Each line starting at the one that contains "pixel 305 23" and ending at the one that contains "pixel 217 241" must be returned exactly, and the rest of the listing is left out.

BEGIN DATA FOR REVIEW

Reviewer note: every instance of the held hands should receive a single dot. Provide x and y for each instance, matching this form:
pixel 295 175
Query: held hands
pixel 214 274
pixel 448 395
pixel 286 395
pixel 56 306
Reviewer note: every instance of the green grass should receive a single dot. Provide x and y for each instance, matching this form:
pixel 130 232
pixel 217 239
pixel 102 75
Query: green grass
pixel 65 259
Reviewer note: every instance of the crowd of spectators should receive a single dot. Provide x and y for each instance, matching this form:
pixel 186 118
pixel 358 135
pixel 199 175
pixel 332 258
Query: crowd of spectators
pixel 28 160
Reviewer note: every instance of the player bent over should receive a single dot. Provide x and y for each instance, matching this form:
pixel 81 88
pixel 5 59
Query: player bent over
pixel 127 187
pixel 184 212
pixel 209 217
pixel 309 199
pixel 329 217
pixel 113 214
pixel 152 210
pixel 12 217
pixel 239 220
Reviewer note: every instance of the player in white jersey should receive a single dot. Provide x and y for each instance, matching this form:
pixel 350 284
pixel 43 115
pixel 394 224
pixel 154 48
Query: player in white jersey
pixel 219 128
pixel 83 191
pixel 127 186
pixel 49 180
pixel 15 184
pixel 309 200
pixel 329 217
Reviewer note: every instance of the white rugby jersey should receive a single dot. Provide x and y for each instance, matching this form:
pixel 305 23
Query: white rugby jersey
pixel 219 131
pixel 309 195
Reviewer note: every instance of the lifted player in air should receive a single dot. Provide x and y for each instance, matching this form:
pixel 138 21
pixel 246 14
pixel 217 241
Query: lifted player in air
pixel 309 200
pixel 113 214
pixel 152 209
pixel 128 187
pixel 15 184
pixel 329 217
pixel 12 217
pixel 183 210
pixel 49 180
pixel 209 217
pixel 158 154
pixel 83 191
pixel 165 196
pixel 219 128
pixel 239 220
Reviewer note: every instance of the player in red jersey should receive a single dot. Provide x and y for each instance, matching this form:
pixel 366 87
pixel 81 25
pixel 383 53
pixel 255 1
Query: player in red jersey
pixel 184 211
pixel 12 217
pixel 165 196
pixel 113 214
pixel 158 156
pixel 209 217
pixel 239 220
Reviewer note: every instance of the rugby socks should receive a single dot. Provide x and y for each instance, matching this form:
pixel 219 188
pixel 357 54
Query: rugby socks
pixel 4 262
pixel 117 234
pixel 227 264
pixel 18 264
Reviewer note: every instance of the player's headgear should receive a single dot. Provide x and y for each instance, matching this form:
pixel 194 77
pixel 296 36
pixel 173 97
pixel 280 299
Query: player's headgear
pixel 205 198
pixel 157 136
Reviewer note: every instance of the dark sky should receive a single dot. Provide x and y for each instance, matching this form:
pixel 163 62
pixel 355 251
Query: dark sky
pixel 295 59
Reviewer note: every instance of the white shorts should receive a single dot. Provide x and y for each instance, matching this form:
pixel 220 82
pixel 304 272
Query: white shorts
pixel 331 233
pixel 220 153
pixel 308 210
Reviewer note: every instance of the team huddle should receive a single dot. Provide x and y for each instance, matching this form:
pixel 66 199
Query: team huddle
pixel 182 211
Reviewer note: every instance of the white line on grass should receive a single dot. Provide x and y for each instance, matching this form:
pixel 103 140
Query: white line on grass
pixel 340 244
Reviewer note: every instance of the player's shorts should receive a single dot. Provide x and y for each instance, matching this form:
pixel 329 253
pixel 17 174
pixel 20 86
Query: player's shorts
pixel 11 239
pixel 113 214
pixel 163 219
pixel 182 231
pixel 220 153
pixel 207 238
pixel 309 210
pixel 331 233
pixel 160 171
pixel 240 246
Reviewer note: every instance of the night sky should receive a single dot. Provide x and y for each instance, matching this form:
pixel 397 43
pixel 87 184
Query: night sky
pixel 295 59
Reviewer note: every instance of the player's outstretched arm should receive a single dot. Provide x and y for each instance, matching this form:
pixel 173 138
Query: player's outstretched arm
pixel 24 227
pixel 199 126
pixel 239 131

END DATA FOR REVIEW

SOLUTION TO THE PROBLEM
pixel 305 23
Query: white rugby jersey
pixel 219 131
pixel 309 195
Reviewer note: every instance of the lifted player in air should receive a single dot. Provide x and y for each instance, matching this form:
pixel 138 21
pixel 246 14
pixel 217 241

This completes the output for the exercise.